◆ **Exercise instructions**
Exactly as written, give back every record below.
____
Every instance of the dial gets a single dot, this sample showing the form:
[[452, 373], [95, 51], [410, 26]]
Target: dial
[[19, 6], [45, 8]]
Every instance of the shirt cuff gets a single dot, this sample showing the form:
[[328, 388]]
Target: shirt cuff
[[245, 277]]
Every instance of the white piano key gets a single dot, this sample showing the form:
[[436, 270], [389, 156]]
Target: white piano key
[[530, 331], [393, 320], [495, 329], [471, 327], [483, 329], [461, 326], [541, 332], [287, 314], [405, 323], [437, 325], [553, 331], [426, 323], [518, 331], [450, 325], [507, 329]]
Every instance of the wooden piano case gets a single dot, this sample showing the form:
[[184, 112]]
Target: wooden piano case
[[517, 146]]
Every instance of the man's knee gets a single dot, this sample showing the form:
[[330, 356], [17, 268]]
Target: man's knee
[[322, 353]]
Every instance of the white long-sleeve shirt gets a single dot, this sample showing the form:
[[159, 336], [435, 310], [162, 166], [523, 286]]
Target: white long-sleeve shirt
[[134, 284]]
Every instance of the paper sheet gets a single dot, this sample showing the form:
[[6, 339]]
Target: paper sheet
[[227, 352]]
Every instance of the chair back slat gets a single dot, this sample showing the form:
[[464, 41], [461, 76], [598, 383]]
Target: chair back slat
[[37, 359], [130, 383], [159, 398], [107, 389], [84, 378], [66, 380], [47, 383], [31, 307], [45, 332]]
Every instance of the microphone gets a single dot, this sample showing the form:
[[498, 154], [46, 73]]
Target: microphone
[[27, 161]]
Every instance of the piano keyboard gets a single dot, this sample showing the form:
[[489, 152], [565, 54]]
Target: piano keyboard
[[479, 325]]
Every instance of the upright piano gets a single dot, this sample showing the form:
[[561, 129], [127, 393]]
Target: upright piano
____
◆ **Written answer**
Every instance of the dial gets a single dot, this sample showing the form:
[[452, 373], [95, 51], [410, 26]]
Target: dial
[[19, 6], [45, 8]]
Every instance of the shirt cuff gets a single dot, this sample showing the form:
[[328, 388]]
Target: shirt cuff
[[245, 277]]
Every instance of the white piano key gets a single dot, this sample showing the form:
[[436, 270], [389, 156]]
Target: white piano key
[[530, 331], [393, 320], [495, 329], [471, 327], [483, 329], [461, 326], [541, 332], [287, 314], [405, 323], [437, 325], [553, 331], [426, 323], [518, 331], [450, 325], [507, 329]]
Every instance of the wooden piano case gets a single dot, this sample showing the form:
[[184, 112]]
Target: wooden piano case
[[517, 146]]
Every instance of the man's knee gets a single dot, this sample showing the form:
[[330, 356], [17, 268]]
Target: man's knee
[[322, 353]]
Every instance of the white long-sleeve shirt gets a single dot, this sample showing the form:
[[159, 336], [435, 310], [162, 166], [523, 286]]
Target: white long-sleeve shirt
[[134, 284]]
Every instance of the paper sheet gets a single dot, this sample showing the form:
[[6, 339]]
Target: paper sheet
[[227, 352]]
Every instance of the chair back slat gets a single dot, this sample showing the form:
[[464, 41], [461, 76], [598, 383]]
Target: chair back slat
[[37, 359], [130, 383], [159, 398], [107, 389], [84, 378], [66, 380], [47, 383], [31, 307], [45, 332]]
Every instance of the microphone gets a single dot, this sample showing the form:
[[498, 154], [46, 73]]
Target: microphone
[[27, 161]]
Every instance of the piano keyboard gets a single dot, this sample showing the form:
[[489, 152], [565, 54]]
Target: piano keyboard
[[479, 325]]
Every instance of the upright piano gets a single dot, this sample showing the form:
[[561, 129], [127, 393]]
Target: upright piano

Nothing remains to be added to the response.